• [Text extract]
Life Abroad

Diasporic Nigerians, 2011, and the Measure of Seriousness

Background to unseriousness
In an earlier intervention on Nigeria’s forthcoming 2011 Presidential election, I opined that only the usual suspects in the status quo appear to understand what is at stake and have, consequently, commenced thorough and visionary preparations. Sadly, “thorough” and “visionary” here are to be understood in terms of their political inflections in Nigeria– giving the rigging and do-or-die apparatus a tune up – and not to be mistaken for the scenario of serious and credible contenders forming genuine think-tanks to develop ideas and a coherent vision, going round the country to rub minds with the critical mass in town hall meetings, Universities, and other spaces and locations of ideas within the polity, making themselves available to journalists for critical, in-depth interviews that could help Nigerians gauge their grasp of issues and the quality of their minds. Such spade work and road map to a country’s presidency are the hallmarks of genuine democracies. One only needs to remember the quality and length of the spade work that the likes of Barack Obama, John McCain, Nicholas Sarkozy, and Ségolène Royal did before announcing their respective candidacies.

• [Required work] In the essay on Nigeria's 2011 election, which four politicians are named as having done long spade work before announcing their candidacies? Use only the essay on Nigeria's 2011 election to answer.

• [Information provided]
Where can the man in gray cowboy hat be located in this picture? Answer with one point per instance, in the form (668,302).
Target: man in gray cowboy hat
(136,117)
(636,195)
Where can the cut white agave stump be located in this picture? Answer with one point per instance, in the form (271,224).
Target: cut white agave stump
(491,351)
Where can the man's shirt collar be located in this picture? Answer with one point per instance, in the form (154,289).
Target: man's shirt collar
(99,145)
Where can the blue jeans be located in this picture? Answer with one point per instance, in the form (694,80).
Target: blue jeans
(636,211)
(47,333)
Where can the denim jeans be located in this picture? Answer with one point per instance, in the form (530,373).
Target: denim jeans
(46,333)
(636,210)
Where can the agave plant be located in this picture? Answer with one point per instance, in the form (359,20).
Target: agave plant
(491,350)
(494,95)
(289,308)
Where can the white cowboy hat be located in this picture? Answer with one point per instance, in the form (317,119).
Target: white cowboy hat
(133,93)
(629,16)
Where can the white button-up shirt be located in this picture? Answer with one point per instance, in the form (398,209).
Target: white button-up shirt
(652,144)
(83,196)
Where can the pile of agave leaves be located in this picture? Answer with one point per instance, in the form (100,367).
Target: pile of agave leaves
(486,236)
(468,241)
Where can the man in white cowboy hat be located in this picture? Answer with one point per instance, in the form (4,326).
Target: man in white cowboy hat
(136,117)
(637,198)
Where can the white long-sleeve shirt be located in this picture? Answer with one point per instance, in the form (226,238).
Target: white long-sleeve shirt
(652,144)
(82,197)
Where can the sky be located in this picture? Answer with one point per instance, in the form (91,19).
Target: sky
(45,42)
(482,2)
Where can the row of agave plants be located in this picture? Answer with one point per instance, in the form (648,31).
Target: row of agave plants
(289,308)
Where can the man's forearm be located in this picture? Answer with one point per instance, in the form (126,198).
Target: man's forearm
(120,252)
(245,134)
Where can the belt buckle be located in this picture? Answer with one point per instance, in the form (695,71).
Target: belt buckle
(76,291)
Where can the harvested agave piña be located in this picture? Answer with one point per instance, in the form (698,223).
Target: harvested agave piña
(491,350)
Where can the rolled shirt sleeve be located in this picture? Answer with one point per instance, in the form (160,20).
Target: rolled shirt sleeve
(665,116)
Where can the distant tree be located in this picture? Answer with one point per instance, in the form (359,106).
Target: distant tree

• [Task answer] Barack Obama, John McCain, Nicholas Sarkozy, and Ségolène Royal.